* WHAT TO DO *
Below are entries. Reproduce exactly the lines between the line holding "Pick out every instance of the white flag" and the line holding "Pick out every instance of the red scarf", inclusive, and only those.

* DATASET EXCERPTS *

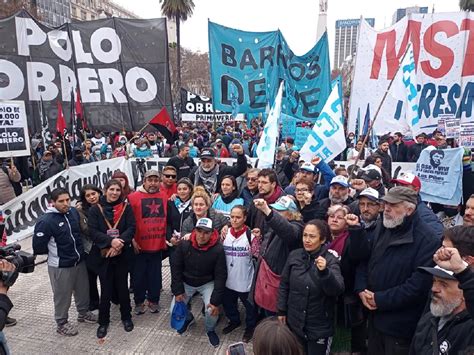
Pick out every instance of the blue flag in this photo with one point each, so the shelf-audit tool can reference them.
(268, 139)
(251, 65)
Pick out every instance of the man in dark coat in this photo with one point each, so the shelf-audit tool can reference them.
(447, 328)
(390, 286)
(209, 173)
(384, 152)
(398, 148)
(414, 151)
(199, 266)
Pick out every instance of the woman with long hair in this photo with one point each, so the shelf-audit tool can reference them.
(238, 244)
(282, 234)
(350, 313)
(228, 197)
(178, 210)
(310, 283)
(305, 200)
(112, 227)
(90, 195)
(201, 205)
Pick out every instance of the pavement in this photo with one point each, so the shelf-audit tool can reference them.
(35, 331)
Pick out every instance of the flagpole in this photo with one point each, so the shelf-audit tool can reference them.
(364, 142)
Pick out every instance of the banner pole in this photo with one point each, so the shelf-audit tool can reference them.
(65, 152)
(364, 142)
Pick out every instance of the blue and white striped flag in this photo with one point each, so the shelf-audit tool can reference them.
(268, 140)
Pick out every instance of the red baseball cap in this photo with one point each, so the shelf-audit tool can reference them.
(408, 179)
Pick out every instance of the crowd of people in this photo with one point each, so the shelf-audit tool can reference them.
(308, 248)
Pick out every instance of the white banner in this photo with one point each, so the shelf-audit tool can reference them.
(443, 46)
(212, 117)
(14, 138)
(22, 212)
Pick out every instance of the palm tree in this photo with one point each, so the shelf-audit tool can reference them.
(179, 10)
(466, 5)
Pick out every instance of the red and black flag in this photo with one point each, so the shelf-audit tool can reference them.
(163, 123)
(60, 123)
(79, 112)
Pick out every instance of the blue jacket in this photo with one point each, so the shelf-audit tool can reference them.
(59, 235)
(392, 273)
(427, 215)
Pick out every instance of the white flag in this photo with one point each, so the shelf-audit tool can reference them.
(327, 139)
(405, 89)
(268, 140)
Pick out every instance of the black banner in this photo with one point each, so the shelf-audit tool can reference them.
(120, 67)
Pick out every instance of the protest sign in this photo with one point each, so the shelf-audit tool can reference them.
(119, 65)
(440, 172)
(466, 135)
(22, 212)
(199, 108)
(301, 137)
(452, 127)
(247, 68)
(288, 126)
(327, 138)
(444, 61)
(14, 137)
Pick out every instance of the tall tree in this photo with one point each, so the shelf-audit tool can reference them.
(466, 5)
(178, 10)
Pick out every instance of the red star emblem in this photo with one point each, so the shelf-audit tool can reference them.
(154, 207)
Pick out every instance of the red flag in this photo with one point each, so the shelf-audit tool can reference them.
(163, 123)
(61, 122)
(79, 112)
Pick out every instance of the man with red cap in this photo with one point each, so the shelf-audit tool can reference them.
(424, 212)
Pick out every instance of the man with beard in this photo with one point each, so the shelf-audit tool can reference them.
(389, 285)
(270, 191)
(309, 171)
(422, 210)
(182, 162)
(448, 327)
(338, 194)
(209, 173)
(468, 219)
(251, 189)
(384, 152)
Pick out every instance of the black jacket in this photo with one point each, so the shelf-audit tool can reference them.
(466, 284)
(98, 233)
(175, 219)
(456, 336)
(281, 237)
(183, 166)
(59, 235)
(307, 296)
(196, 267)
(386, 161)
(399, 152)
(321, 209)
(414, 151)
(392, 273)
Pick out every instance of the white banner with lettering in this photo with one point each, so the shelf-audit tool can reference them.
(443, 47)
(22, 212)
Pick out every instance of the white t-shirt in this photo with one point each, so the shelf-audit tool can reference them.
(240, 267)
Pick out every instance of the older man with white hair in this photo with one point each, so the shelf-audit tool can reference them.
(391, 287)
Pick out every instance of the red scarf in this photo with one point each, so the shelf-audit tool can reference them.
* * *
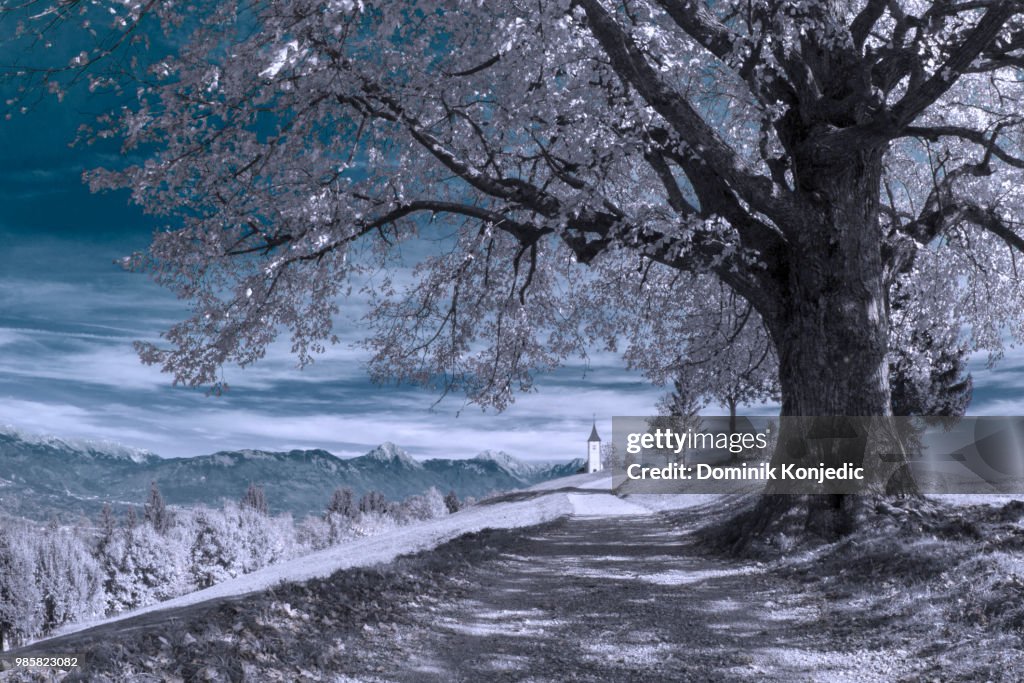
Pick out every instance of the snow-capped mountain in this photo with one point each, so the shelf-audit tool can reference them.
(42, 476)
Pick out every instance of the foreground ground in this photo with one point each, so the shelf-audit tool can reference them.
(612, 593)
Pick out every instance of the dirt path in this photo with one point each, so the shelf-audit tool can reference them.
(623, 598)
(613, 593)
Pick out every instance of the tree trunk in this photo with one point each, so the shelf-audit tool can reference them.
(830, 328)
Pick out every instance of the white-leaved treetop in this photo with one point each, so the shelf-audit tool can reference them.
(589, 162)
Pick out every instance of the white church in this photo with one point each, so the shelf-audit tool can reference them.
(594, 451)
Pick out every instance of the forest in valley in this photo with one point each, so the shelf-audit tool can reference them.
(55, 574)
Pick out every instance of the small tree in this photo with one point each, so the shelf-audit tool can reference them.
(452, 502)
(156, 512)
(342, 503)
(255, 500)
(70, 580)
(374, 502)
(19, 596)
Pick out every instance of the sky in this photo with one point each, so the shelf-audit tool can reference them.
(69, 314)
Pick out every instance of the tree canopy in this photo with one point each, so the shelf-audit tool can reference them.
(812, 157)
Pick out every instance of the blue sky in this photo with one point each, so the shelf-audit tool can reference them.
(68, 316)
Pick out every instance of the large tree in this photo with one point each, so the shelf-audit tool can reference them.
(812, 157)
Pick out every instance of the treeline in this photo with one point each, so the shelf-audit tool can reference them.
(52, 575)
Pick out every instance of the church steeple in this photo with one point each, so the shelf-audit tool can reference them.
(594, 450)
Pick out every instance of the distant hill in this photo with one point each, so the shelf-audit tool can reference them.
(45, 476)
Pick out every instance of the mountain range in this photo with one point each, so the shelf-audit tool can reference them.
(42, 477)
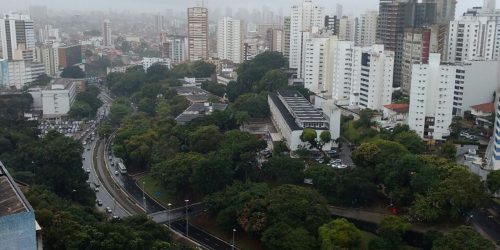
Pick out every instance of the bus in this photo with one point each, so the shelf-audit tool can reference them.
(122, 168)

* TASK RESPONSE *
Pick out every instance of the white flag in this photo with one point each, so the shelf-audit tool can reference them.
(327, 139)
(405, 89)
(268, 140)
Pick out every instance of the black banner in this photo with one point each, so the shelf-audit tool can reference them.
(120, 67)
Pick out every instance of the protest sign in this photo with one point each, so the shelf-audit tool can reference them.
(119, 65)
(440, 172)
(466, 135)
(22, 212)
(199, 108)
(301, 137)
(452, 127)
(247, 68)
(288, 126)
(327, 138)
(444, 61)
(14, 137)
Pick out every instance of the tall tree in this photo with one point each, so the shelf-audit tool can reference them.
(466, 5)
(178, 10)
Pick out every instance of the red star emblem in this photo with one point each, so the shelf-audit tool can reference them.
(154, 207)
Pick out every instance of the red flag in this photo with one point each, so the shelf-audit tool can reference them.
(163, 123)
(61, 122)
(79, 112)
Pick out every instance of the man with red cap in this photo with one point each, so the shelf-audit tool can reference them.
(424, 212)
Pick out every instance of the man with beard in this photo with one point each, so the shelf-audit tool can reference them.
(389, 285)
(270, 191)
(309, 171)
(422, 210)
(182, 162)
(448, 327)
(338, 194)
(209, 173)
(468, 219)
(251, 189)
(384, 152)
Pick out every instance of the black jacket in this photo with one point each, so the shelf-audit tool can reference them.
(466, 284)
(98, 233)
(175, 219)
(456, 336)
(281, 237)
(183, 166)
(59, 235)
(307, 296)
(196, 267)
(386, 161)
(399, 152)
(321, 209)
(414, 151)
(392, 273)
Pick out every instance of the white banner with lettering in this photo with one point each, so the shelf-audit tool can reference them.
(443, 47)
(22, 212)
Pick out every instance of the white t-shirt in this photo with one point each, so the shelf-audit tool can reference them.
(240, 267)
Pick out every instance of the older man with white hair in this photo with one point each, so the shelf-audit tool can reference them.
(391, 287)
Pick out every instance of the red scarf in this photo with one point each, so the shelf-audit tool can reference them.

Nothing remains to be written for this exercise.